Extract each line of the data below that contains the string "chair". Treat the match as case-sensitive.

> The records
┌────────

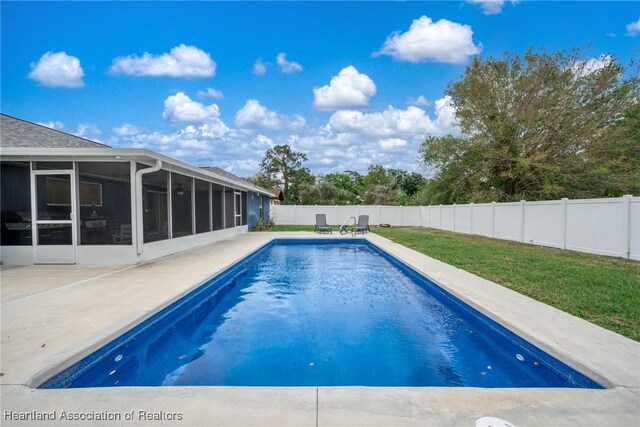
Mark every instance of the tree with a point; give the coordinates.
(284, 166)
(324, 193)
(299, 179)
(349, 181)
(532, 127)
(263, 180)
(380, 187)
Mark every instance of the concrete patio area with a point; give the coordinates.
(53, 316)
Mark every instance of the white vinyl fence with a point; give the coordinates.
(598, 226)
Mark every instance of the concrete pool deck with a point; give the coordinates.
(52, 316)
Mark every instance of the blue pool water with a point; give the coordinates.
(319, 313)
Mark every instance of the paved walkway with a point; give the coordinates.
(53, 316)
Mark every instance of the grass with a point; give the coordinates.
(602, 290)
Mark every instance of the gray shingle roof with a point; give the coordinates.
(20, 133)
(223, 172)
(231, 176)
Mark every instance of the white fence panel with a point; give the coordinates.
(508, 221)
(544, 223)
(306, 214)
(597, 226)
(410, 216)
(436, 216)
(425, 216)
(447, 218)
(463, 219)
(390, 215)
(373, 212)
(280, 215)
(483, 219)
(345, 212)
(634, 229)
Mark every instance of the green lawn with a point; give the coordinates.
(602, 290)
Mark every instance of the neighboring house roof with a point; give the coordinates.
(19, 133)
(277, 193)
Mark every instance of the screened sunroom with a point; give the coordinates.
(92, 204)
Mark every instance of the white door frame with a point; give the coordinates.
(54, 254)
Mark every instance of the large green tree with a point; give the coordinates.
(324, 193)
(535, 127)
(283, 166)
(349, 181)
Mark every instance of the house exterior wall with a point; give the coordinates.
(132, 251)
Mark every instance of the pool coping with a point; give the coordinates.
(611, 359)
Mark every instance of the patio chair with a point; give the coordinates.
(362, 226)
(321, 224)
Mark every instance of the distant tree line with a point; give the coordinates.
(538, 126)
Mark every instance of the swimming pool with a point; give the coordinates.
(330, 312)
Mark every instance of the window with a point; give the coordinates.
(58, 193)
(181, 205)
(15, 200)
(218, 205)
(238, 208)
(229, 208)
(105, 203)
(202, 206)
(154, 200)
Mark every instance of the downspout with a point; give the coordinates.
(139, 207)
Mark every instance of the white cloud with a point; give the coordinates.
(287, 67)
(87, 130)
(350, 140)
(420, 101)
(255, 115)
(126, 130)
(260, 67)
(441, 41)
(589, 66)
(83, 130)
(57, 70)
(210, 93)
(181, 61)
(392, 143)
(445, 112)
(633, 28)
(181, 108)
(55, 124)
(489, 7)
(394, 122)
(349, 89)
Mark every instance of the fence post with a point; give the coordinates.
(493, 219)
(454, 217)
(564, 222)
(626, 209)
(522, 207)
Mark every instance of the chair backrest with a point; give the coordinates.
(321, 220)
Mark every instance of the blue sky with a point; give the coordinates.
(349, 84)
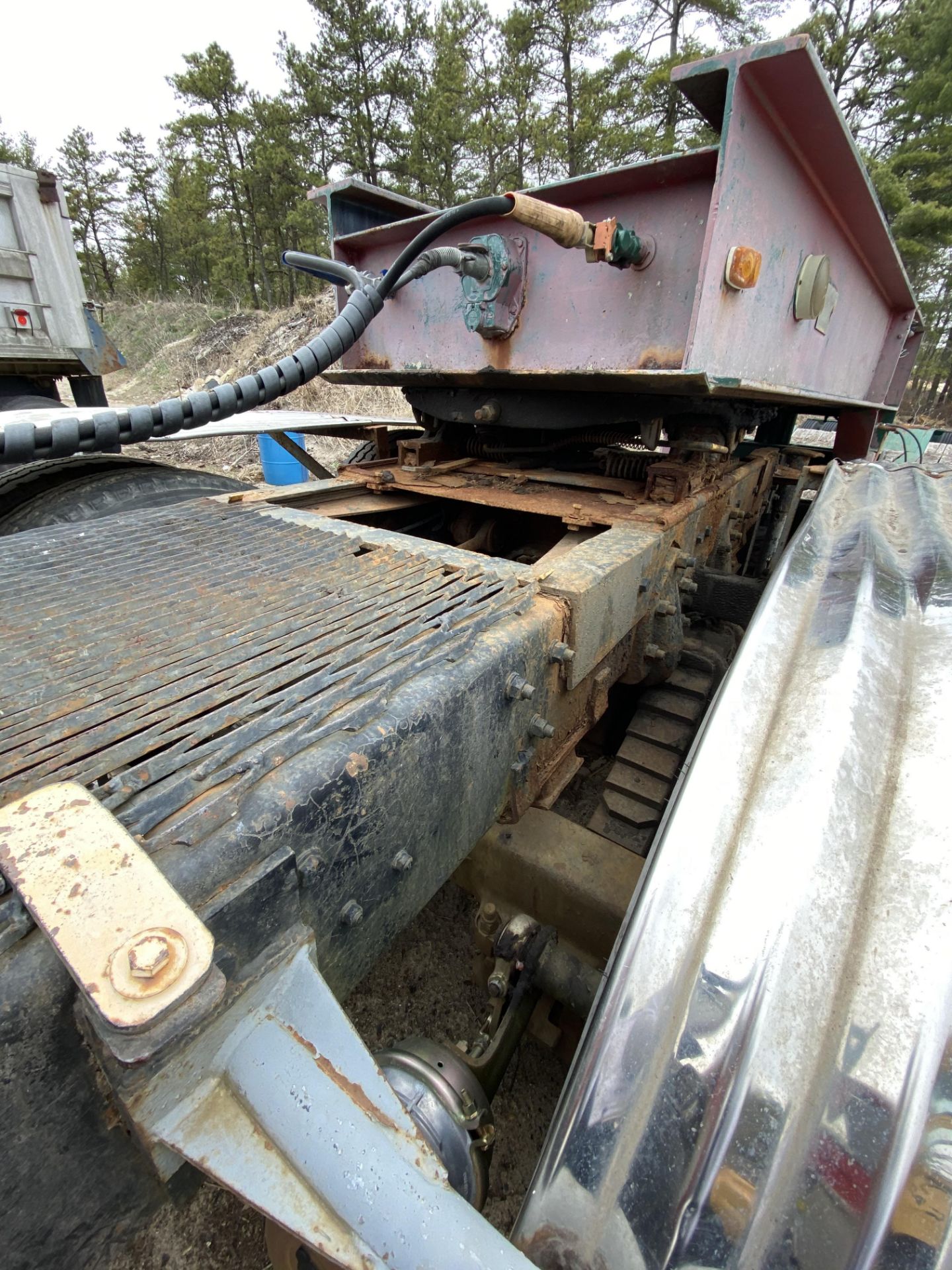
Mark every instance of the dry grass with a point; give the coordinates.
(172, 345)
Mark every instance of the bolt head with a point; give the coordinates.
(539, 727)
(147, 956)
(350, 913)
(496, 984)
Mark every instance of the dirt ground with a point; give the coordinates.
(420, 987)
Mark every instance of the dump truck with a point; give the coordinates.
(660, 687)
(50, 331)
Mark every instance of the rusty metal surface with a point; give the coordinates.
(580, 499)
(127, 939)
(274, 705)
(766, 1078)
(169, 663)
(791, 183)
(786, 181)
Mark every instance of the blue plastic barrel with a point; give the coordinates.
(277, 464)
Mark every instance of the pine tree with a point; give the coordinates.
(852, 40)
(143, 232)
(669, 32)
(219, 126)
(20, 151)
(441, 163)
(281, 175)
(357, 83)
(93, 201)
(914, 178)
(571, 33)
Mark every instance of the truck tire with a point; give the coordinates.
(81, 491)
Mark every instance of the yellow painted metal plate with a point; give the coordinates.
(126, 935)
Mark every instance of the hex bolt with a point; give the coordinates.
(560, 652)
(522, 763)
(539, 727)
(149, 956)
(496, 984)
(517, 689)
(488, 413)
(488, 920)
(350, 913)
(469, 1105)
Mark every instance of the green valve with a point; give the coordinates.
(626, 247)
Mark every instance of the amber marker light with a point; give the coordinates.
(743, 269)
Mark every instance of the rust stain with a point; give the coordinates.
(499, 353)
(658, 357)
(357, 763)
(356, 1094)
(375, 361)
(554, 1249)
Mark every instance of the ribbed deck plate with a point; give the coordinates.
(157, 656)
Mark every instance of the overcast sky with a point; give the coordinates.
(104, 65)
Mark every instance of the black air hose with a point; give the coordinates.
(496, 205)
(110, 429)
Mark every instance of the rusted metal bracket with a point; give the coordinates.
(282, 1104)
(131, 943)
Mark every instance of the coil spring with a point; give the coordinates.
(629, 464)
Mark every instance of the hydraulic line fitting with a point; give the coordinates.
(603, 241)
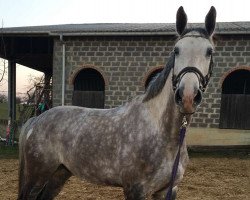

└────────

> Task response
Mark every instance of the patio chair with a point; give the coordinates.
Mark every instance of the chair backrest with a point; give the coordinates.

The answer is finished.